▶ **COMPLETA QUANTO SEGUE**:
a – Puoi trascrivere dal brano sul nazi-maoismo tutto ciò che va da "Non molti anni" giù fino a "degli anni ’70."?
b – Riesci a riprendere il brano sul nazi-maoismo e a continuarlo subito dopo la sua ultima frase?

▶ **BRANO RIPORTATO**:
---*---

Non molti anni fa lo storico quotidiano Rinascita propose ai lettori un documentario in 10 dvd (!), Ci chiamavano Nazi-Mao: il titolo in verità era perlopiù una provocazione perché l’argomento (considerando la mole del materiale trattato) spaziava naturalmente in tutta la galassia “socialista nazionale” degli anni ’70.

Tuttavia il cosiddetto nazi-maoismo rappresentò a tutti gli effetti un corrente specifica dell’area, sorta nel momento in cui alcune componenti eretiche dell’estrema si infatuarono dello “stalinismo gerarchico” e della “nuova Sparta” cinese. La definizione, anche se nata in ambito giornalistico, risulta ancora efficace per dipingere la ridda di militanti dalla destra sociale, dal neofascismo e dalla sinistra extra-parlamentare che confluirono in questa “terza posizione”.

Un libro di quegli anni, scritto da due militanti della cosiddetta “Nuova Sinistra” dopo la strage di Piazza Fontana (La strage di Stato, 1970), ipotizza per i nazi-mao un ruolo di infiltrati al servizio della “strategia della tensione” (cap. “Infiltrazione e nazimaoismo”). Su Wikipedia, invece, una pagina poco enciclopedia dedicata al movimento (“Nazi-maoismo”), ribalta paradossalmente l’accusa sugli altri movimenti antagonisti:

«Si può intendere col senno di poi il nazi-maoismo come una corrente trasversale atta non tanto ad un’unità di fini e di mezzi tra estrema destra ed estrema sinistra, ma ad una contestazione intrinseca ad entrambe le aree in contrapposizione soprattutto al sentore di un’incipiente infiltrazione e strumentalizzazione dei classici e dei nuovi gruppi sia di destra che di sinistra da parte di forze allora oscure, ma che oggi sappiamo essere di riferimento dei servizi segreti volti a dare alle loro politiche un determinato incanalamento. Quindi in poche parole una concorrenza politica interna ai movimenti, nella quale il nazi-maoismo appare come un rifiuto dei militanti idealisti ad ubbidire alle manovre dei militanti “infiltrati” ed in quest’ottica si pongono le uniche finalità comuni tra destra e sinistra».

---*---

▶ **ESTRATTO DEI DATI**:

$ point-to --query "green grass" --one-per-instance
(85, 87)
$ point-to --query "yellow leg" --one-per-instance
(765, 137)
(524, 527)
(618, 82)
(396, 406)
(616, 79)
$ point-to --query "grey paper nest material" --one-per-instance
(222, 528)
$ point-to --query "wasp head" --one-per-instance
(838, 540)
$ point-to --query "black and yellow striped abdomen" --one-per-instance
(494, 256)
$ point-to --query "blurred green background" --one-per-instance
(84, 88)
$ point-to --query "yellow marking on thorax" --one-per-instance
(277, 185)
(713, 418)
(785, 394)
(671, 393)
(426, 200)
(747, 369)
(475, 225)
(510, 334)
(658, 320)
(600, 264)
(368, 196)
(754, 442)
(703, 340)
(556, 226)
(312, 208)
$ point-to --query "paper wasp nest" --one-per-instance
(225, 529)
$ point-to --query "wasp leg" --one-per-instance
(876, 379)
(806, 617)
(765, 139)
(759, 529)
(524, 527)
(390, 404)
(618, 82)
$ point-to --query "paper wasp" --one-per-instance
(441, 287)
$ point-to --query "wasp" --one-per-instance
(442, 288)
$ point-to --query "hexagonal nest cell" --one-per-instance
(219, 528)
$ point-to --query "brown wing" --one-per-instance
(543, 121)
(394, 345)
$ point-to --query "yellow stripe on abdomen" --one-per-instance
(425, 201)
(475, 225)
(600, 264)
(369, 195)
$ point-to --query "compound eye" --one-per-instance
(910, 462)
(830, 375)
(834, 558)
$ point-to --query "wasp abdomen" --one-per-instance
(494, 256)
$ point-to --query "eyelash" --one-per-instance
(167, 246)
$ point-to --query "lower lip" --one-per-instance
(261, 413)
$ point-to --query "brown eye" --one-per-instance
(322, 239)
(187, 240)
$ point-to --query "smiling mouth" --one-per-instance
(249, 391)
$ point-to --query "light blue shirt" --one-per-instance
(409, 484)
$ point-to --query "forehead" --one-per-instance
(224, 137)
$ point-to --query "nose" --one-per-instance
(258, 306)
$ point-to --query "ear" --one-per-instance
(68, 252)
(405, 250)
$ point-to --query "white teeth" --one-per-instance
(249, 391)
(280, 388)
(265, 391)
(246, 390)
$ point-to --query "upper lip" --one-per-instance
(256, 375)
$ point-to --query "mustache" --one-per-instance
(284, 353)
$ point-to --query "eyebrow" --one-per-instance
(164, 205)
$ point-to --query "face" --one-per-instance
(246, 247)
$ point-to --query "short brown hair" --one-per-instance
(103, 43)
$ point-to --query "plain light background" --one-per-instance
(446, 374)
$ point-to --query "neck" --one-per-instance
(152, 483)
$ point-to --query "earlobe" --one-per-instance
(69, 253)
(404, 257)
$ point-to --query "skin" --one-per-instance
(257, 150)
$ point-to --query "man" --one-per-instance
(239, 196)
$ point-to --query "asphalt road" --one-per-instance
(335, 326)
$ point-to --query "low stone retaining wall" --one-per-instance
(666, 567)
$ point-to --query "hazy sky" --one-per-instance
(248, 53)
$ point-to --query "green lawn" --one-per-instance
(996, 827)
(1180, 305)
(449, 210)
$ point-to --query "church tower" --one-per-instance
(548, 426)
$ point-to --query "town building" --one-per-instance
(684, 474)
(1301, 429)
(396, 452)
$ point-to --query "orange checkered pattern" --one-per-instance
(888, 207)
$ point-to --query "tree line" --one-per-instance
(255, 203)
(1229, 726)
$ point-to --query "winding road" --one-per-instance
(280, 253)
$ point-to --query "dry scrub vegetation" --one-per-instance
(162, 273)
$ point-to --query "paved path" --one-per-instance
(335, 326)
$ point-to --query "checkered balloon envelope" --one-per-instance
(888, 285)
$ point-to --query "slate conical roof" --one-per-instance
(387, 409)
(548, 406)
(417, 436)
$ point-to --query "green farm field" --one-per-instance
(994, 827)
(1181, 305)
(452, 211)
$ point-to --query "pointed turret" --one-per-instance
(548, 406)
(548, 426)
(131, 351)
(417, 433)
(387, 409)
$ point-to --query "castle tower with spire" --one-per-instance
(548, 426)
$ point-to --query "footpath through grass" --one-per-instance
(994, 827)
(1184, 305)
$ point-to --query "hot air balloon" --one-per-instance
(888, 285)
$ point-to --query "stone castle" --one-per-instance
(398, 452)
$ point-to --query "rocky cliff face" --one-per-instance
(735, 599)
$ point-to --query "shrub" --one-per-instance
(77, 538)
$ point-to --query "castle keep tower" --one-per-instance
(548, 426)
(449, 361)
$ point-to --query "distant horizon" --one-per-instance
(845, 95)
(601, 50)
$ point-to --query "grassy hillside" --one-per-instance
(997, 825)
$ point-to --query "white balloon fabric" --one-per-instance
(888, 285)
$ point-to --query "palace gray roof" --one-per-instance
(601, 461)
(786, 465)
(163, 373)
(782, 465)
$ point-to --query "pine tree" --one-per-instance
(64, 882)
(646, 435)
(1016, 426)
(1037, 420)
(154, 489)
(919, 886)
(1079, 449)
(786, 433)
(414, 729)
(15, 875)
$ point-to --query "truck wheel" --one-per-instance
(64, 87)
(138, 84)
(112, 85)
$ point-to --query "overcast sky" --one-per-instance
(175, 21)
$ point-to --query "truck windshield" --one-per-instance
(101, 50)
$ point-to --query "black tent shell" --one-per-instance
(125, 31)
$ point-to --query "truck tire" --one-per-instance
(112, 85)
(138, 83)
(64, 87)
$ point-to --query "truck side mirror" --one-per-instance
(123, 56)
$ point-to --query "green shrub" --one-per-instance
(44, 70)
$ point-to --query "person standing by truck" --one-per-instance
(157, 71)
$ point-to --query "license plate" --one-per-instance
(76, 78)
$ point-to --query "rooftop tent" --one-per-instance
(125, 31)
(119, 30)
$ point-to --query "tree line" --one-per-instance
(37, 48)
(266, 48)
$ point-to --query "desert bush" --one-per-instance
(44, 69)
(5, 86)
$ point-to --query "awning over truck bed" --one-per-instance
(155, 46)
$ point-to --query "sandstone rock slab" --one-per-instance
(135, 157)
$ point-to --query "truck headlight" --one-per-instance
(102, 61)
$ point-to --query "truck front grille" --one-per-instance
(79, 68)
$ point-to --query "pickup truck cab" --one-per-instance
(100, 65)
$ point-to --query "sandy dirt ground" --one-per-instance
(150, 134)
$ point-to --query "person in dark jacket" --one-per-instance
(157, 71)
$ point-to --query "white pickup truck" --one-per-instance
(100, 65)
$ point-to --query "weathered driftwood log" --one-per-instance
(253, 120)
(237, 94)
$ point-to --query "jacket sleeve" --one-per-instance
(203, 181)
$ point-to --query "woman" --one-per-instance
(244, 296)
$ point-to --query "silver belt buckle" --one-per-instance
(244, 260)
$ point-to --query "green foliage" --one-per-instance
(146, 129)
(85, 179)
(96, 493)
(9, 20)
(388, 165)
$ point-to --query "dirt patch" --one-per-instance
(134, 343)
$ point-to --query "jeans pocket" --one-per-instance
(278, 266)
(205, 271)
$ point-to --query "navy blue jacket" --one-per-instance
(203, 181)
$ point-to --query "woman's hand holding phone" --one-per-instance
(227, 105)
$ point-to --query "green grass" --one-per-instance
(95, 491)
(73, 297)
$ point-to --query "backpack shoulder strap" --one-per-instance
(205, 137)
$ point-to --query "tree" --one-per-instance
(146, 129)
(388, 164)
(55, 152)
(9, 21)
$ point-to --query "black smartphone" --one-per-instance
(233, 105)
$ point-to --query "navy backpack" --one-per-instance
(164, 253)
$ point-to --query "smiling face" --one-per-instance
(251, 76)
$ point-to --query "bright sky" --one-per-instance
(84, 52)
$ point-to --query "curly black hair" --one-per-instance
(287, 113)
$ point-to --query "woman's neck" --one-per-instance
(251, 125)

---*---

▶ **RISPOSTE PUNTO PER PUNTO**:
a –
Non molti anni fa lo storico quotidiano Rinascita propose ai lettori un documentario in 10 dvd (!), Ci chiamavano Nazi-Mao: il titolo in verità era perlopiù una provocazione perché l’argomento (considerando la mole del materiale trattato) spaziava naturalmente in tutta la galassia “socialista nazionale” degli anni ’70.

b –
La stessa pagina riporta una testimonianza di Franco Freda del 1977 che giustifica la “terza posizione” del movimento e ripudia la definizione stessa come spauracchio creato ad arte da antagonisti “istituzionali” di estrema (cfr. G. Bessarione, Lambro/Hobbit. La cultura giovanile di destra, Roma, Arcana Editrice, 1979, pp. 99-100):

«La formula paradossale del “nazi-maoismo” -non del tutto falsa, ma anche non del tutto giustificata- permette di scindere i suoi elementi costitutivi, perché i comunisti mirano a rilevare l’aspetto “nazi” per terrorizzare i compagni e i neofascisti del MSI mirano ad evidenziare gli aspetti “maoisti” per impaurire i camerati».

Alla luce di quanto sostiene Freda ne La disintegrazione del sistema (1968), cioè che uno Stato può configurarsi come “popolare” ed esprimere “una forma di comunismo aristocratico di tipo spartano presupponente l’abolizione della proprietà privata”, nonché una “visione del mondo eroico-aristocratica” in grado di elevare gli elementi migliori “ai vertici dell’ordine piramidale ierocratico, formando così un’aristocrazia politica”, è ragionevole pensare che la formula “nazi-mao” sia infine stata creata per distinguere una improbabile “terza posizione” da una destra desiderosa di staccarsi dal logorante movimentismo.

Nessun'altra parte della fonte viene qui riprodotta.